• GIVEN INSTRUCTION: In the listing below, locate the line containing "the green hill" and copy it and every line after it through the end, exactly as written, leaving out any pictures.

• ENTRIES SUPPLIED:
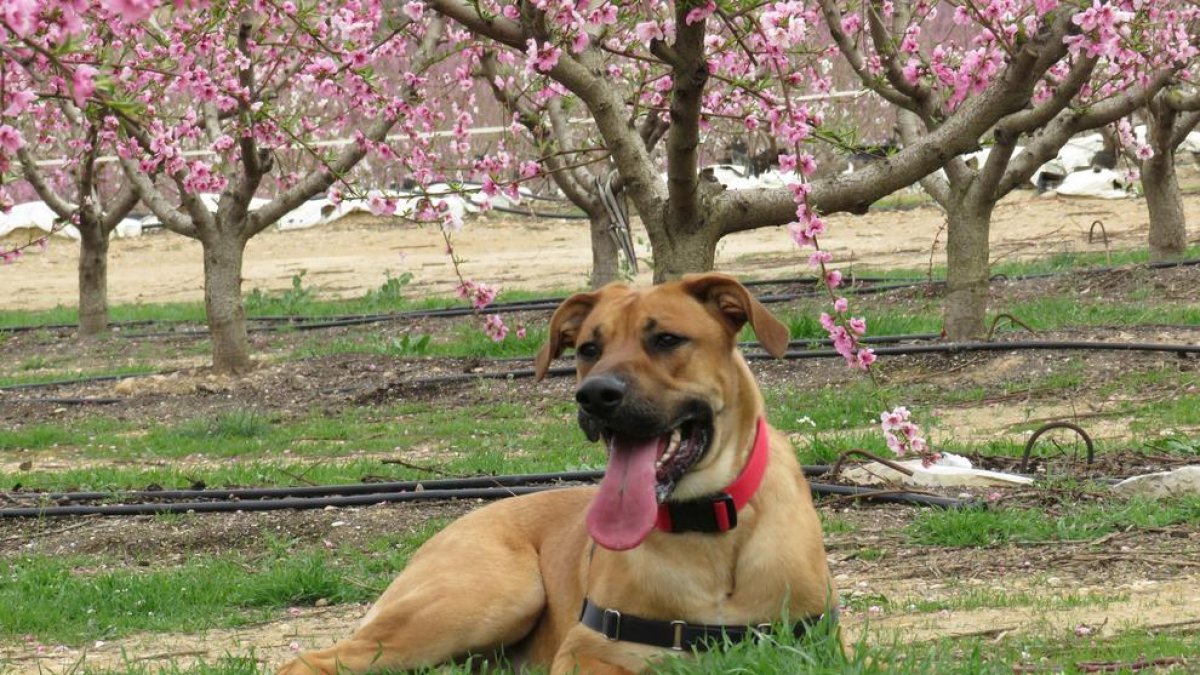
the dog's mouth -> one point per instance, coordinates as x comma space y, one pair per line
642, 472
676, 453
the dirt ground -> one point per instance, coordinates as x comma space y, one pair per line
354, 255
1150, 574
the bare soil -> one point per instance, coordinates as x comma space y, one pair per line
354, 255
1151, 574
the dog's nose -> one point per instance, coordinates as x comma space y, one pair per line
601, 395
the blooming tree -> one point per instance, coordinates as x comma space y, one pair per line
700, 69
1170, 117
1101, 63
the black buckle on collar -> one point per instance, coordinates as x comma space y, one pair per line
610, 625
677, 635
706, 514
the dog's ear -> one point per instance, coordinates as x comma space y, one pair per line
564, 328
738, 306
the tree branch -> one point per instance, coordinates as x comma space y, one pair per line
1045, 145
1185, 125
1009, 91
35, 178
919, 95
551, 139
253, 162
857, 61
689, 77
1041, 114
319, 180
120, 207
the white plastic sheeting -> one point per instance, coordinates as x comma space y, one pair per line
1099, 183
36, 215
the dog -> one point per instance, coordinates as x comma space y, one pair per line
702, 527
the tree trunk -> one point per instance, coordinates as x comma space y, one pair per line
605, 254
1168, 223
222, 302
966, 260
93, 276
683, 252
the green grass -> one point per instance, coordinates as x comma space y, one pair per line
42, 377
1069, 523
1054, 652
76, 599
250, 448
971, 598
390, 296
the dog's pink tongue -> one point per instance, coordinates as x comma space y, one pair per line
623, 513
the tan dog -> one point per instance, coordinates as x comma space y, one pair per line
663, 382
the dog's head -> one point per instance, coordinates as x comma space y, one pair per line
661, 382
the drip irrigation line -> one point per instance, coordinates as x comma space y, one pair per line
411, 496
67, 382
437, 484
75, 401
532, 213
795, 354
808, 342
873, 285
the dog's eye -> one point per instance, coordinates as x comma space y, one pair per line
667, 341
588, 351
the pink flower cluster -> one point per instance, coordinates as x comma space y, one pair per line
904, 436
843, 328
480, 294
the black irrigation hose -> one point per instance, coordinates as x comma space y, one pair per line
874, 285
437, 484
532, 213
67, 382
441, 484
791, 354
412, 496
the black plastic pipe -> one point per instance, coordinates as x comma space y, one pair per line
942, 347
413, 496
330, 490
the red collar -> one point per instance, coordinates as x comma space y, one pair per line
719, 512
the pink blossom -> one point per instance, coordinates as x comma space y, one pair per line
647, 31
18, 102
379, 204
10, 141
83, 84
541, 59
21, 16
864, 358
131, 10
414, 10
820, 257
480, 294
808, 163
529, 168
700, 13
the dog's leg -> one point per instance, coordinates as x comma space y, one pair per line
473, 587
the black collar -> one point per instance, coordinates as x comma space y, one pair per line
678, 635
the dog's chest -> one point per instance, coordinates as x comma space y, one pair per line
689, 578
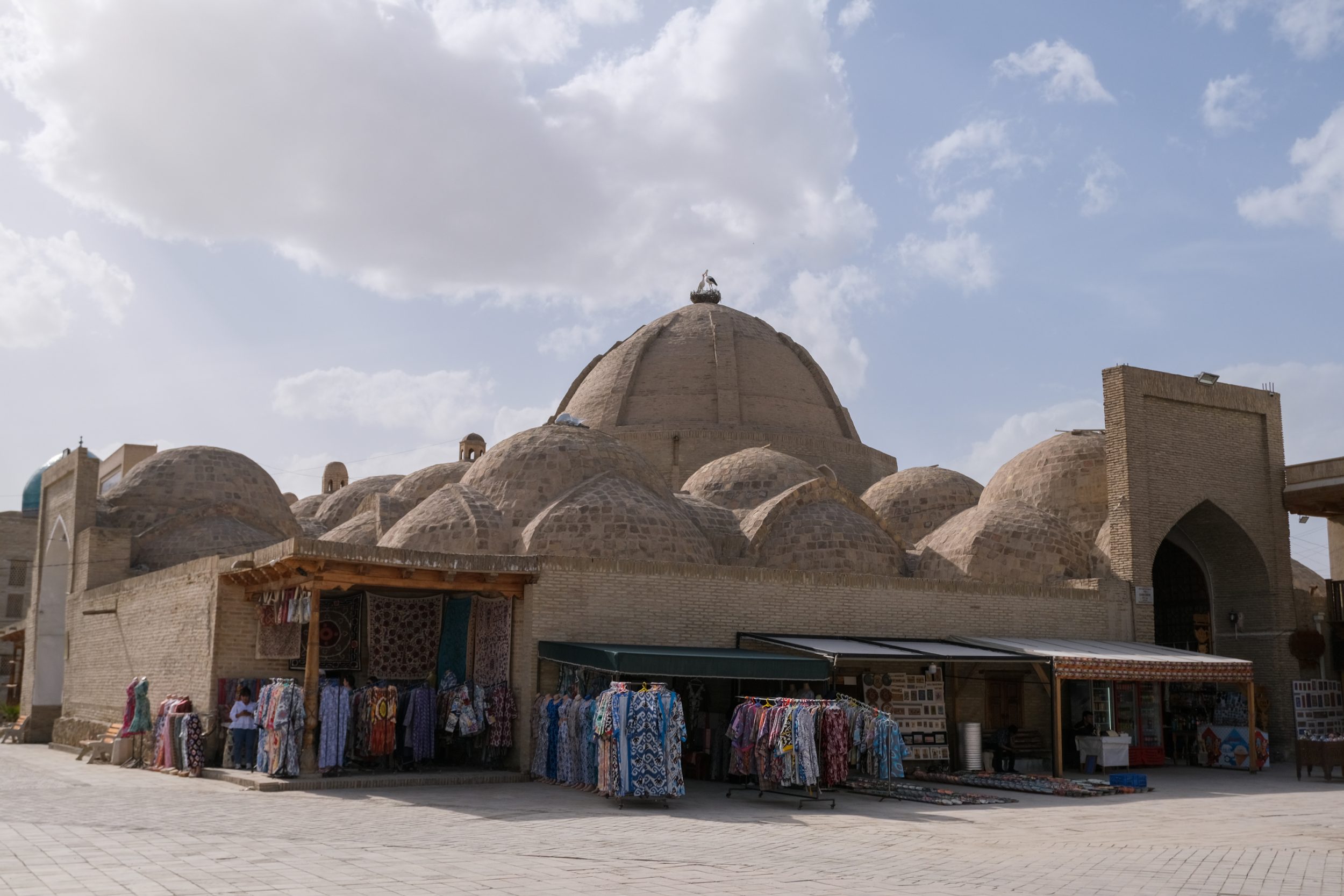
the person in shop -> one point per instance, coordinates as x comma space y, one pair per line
1006, 758
242, 720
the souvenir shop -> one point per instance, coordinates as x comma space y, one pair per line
627, 720
406, 680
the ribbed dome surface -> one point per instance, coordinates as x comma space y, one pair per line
920, 499
342, 505
1004, 542
1065, 475
456, 519
527, 470
611, 516
421, 484
749, 478
705, 367
199, 480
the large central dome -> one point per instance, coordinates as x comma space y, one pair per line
706, 382
709, 367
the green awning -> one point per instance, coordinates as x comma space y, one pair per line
686, 663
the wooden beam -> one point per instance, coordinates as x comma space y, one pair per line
1060, 726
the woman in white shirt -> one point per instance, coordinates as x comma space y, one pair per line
242, 720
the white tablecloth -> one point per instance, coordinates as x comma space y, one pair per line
1111, 751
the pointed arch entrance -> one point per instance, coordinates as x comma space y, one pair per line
1206, 567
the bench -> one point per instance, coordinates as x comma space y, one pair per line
100, 749
12, 731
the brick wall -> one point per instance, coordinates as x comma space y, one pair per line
158, 625
1207, 461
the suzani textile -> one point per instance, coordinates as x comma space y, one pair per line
404, 636
281, 641
494, 623
339, 633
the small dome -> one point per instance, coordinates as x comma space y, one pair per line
718, 524
335, 477
818, 527
343, 504
1004, 542
611, 516
308, 507
202, 480
1065, 475
1305, 578
456, 519
361, 528
749, 478
920, 499
531, 469
421, 484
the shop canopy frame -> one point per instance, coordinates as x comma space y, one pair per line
659, 661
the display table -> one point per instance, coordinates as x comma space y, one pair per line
1230, 747
1316, 752
1112, 752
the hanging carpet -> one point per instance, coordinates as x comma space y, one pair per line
404, 636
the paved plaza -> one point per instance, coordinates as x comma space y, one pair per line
70, 828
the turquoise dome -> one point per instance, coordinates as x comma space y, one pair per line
33, 489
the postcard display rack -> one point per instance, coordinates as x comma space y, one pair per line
917, 703
1318, 707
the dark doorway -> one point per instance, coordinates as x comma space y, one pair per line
1181, 599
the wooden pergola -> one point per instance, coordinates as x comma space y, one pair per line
335, 566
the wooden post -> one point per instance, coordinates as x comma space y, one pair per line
1250, 722
1060, 725
308, 762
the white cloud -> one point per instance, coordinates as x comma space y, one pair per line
966, 207
1310, 396
983, 146
1071, 71
1023, 431
1230, 104
1222, 12
818, 318
401, 146
46, 283
441, 404
566, 342
1319, 192
961, 260
1311, 27
854, 15
1100, 190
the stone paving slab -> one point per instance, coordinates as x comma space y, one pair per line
72, 828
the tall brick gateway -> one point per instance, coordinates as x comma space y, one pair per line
700, 480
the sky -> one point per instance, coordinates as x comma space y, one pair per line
358, 229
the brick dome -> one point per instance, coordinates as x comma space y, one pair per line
1065, 475
456, 519
531, 469
195, 501
611, 516
1007, 542
748, 478
920, 499
361, 528
421, 484
709, 367
819, 527
343, 504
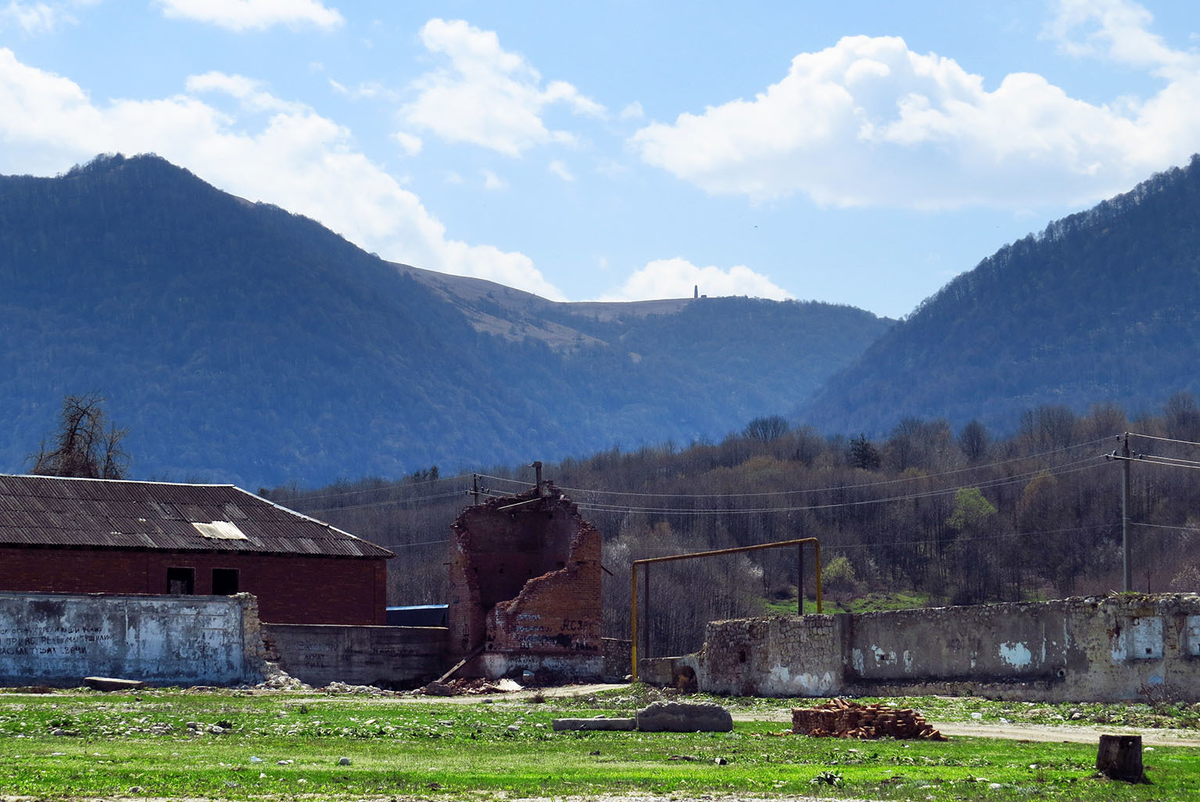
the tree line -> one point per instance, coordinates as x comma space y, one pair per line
941, 515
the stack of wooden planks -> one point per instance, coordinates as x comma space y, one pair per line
845, 719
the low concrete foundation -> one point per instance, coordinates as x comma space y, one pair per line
57, 639
1110, 648
361, 656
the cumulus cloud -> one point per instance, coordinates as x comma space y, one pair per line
487, 96
678, 277
251, 95
559, 168
408, 143
291, 156
633, 112
870, 123
240, 16
493, 181
36, 17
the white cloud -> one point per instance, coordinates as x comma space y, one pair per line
561, 169
251, 94
678, 277
369, 90
294, 159
253, 15
487, 96
408, 143
36, 17
493, 181
1116, 30
870, 123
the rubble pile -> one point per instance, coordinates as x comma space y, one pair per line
845, 719
471, 687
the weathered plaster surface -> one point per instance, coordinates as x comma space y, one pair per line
59, 639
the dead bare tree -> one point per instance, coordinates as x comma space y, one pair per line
84, 444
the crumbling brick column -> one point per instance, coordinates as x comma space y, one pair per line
525, 584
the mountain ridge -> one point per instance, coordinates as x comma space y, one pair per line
1099, 307
240, 342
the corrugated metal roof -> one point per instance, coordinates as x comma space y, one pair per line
114, 514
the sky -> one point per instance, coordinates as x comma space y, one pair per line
859, 153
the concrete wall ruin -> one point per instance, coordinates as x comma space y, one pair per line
361, 656
168, 640
1109, 648
525, 585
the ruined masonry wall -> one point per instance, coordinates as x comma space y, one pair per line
363, 656
526, 586
60, 639
1109, 648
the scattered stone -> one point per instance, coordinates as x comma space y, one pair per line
843, 719
598, 723
113, 683
684, 717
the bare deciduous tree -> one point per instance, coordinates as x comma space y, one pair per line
84, 444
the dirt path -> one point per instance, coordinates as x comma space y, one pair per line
1041, 732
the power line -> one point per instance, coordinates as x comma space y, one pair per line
1164, 440
820, 490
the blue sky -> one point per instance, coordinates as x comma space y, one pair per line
859, 153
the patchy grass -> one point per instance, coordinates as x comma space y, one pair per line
282, 746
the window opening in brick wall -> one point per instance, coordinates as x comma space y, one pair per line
181, 581
225, 581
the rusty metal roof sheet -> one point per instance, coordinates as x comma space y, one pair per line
117, 514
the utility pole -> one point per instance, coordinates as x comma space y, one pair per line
1125, 514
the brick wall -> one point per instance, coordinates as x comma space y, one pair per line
289, 588
1105, 648
526, 584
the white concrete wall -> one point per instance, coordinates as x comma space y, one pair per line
1110, 648
59, 639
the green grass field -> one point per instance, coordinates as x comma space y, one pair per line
237, 746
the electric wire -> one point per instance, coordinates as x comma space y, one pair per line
1164, 440
819, 490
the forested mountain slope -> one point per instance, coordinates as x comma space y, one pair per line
1102, 306
239, 342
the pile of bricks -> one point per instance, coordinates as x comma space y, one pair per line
844, 719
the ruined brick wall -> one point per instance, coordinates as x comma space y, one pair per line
1108, 648
526, 585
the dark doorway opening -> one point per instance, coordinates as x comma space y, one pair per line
225, 581
181, 581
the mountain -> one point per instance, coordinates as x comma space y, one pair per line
239, 342
1102, 306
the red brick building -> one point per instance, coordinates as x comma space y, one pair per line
101, 536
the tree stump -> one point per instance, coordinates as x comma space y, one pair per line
1120, 758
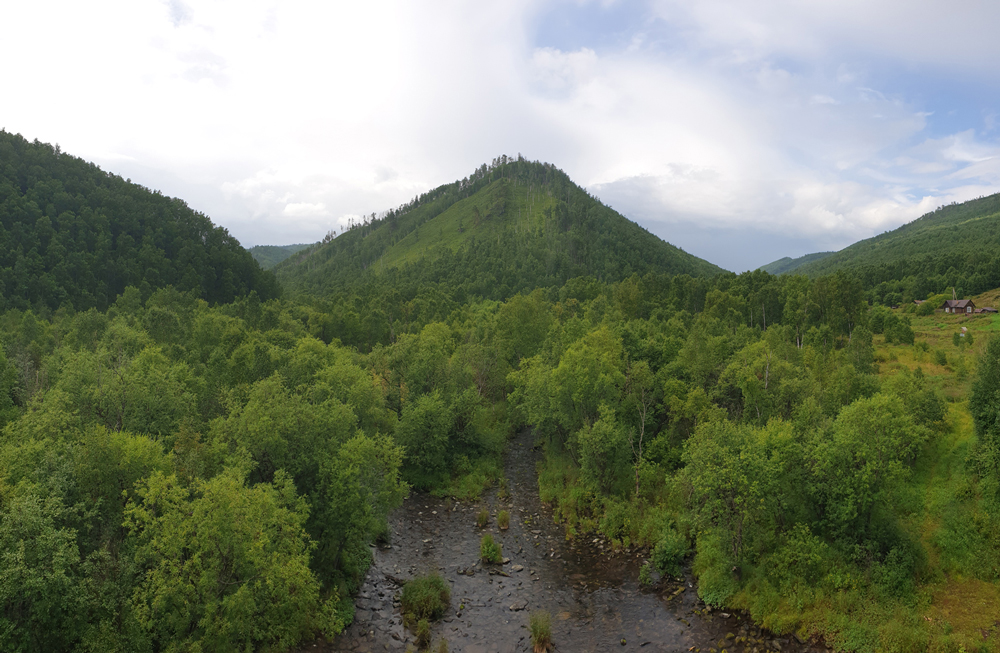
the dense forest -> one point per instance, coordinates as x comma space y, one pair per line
73, 235
182, 473
510, 227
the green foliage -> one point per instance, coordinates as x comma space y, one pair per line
669, 553
864, 461
953, 246
76, 236
984, 405
41, 598
490, 550
423, 633
468, 235
646, 574
228, 564
540, 626
482, 518
270, 255
425, 597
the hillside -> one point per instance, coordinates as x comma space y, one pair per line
787, 264
71, 233
956, 245
270, 255
511, 226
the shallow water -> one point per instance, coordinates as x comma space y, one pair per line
594, 597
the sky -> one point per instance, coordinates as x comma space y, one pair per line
739, 131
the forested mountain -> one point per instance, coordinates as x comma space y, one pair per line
954, 246
270, 255
511, 226
197, 467
787, 264
73, 234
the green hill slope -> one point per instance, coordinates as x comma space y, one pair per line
270, 255
788, 264
73, 233
511, 226
956, 245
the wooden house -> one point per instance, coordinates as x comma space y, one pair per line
958, 306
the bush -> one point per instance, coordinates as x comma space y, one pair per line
540, 624
425, 597
646, 575
503, 492
423, 633
490, 550
669, 553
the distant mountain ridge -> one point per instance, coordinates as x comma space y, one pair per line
74, 235
270, 255
787, 264
511, 226
955, 246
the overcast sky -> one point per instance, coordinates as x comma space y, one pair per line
739, 131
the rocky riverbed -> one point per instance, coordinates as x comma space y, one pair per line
594, 597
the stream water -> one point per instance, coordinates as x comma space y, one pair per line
594, 598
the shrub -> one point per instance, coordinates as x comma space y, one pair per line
490, 550
540, 624
504, 491
646, 575
425, 597
423, 633
668, 555
482, 518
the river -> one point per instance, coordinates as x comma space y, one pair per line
594, 597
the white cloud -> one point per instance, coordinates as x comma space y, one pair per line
283, 120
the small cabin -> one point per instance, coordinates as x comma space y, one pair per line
959, 306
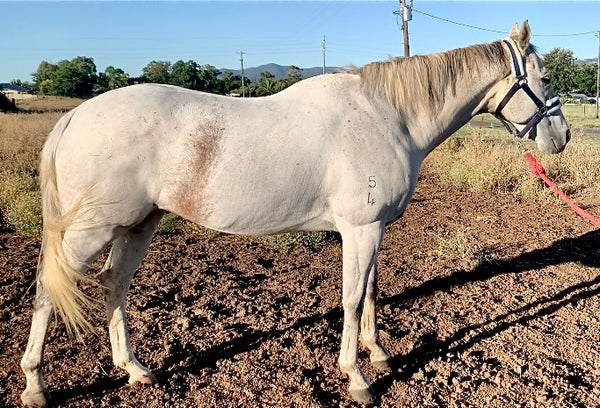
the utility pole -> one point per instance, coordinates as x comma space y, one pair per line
323, 54
406, 14
598, 78
242, 65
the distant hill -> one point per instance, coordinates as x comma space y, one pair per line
279, 71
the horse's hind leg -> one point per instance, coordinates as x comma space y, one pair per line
126, 254
36, 393
80, 249
380, 358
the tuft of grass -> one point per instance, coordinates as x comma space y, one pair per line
169, 224
483, 160
20, 203
314, 240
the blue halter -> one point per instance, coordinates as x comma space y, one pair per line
543, 109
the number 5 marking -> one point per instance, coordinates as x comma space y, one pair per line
372, 182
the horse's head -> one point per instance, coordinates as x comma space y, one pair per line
526, 103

• SOLUTION:
the green hill slope -> one point per instance, coordinates as x comma space y, one pair per line
270, 255
788, 264
73, 233
511, 226
956, 245
the wooden house -> one point per instance, coordinates as x comma space y, one pair per line
958, 306
the bush -> one point per instance, coordinates as x comma space y, one pair per line
540, 624
425, 597
646, 575
503, 492
423, 633
490, 550
669, 553
the distant mountain ridge -> one point per instance, coordinates as x comma space y, one pair per line
74, 235
270, 255
787, 264
511, 226
955, 246
the overcast sky -> one point per instance, coordinates as x comma space y, one pair per line
739, 131
the rocky riverbed -> one point per instance, coordinates as x comma space y, one pair per line
594, 597
the stream water -> one point per instance, coordinates as x comma space y, one pair per line
594, 598
the shrub -> one point per instance, coordinates as x comma space y, one pair per line
490, 550
540, 624
504, 491
646, 575
425, 597
423, 633
668, 555
482, 518
the river -> one point per instance, coordinates as x comma space y, one pair per line
594, 597
the white cloud -> one point per instance, coordinates as x comma space y, one pair per line
283, 120
the small cabin -> one point per instance, coordinates as x comma space y, one pair per line
959, 306
the utility pole -> one point per instance, coordinates as x comma space y, one pair per line
323, 54
406, 14
598, 78
242, 65
the distant hill -> one point per instance, coordinates as x comma space y, one pair per line
279, 71
the horse's hind leg -> one point per instance, coordinates as x comma space y, one pair per line
126, 254
36, 393
80, 249
380, 358
the tuft of grass -> one point per instance, coordinates as x comma space y, one pair per line
169, 224
483, 160
20, 203
314, 240
the blue halter -> one point per instance, coordinates as x comma space y, one pair per line
543, 109
the number 5 marking -> one point per instance, coordinates as x comma space y, one pair per line
372, 182
the horse's head -> one point per instance, coordinates as x comma space y, one pair per line
526, 103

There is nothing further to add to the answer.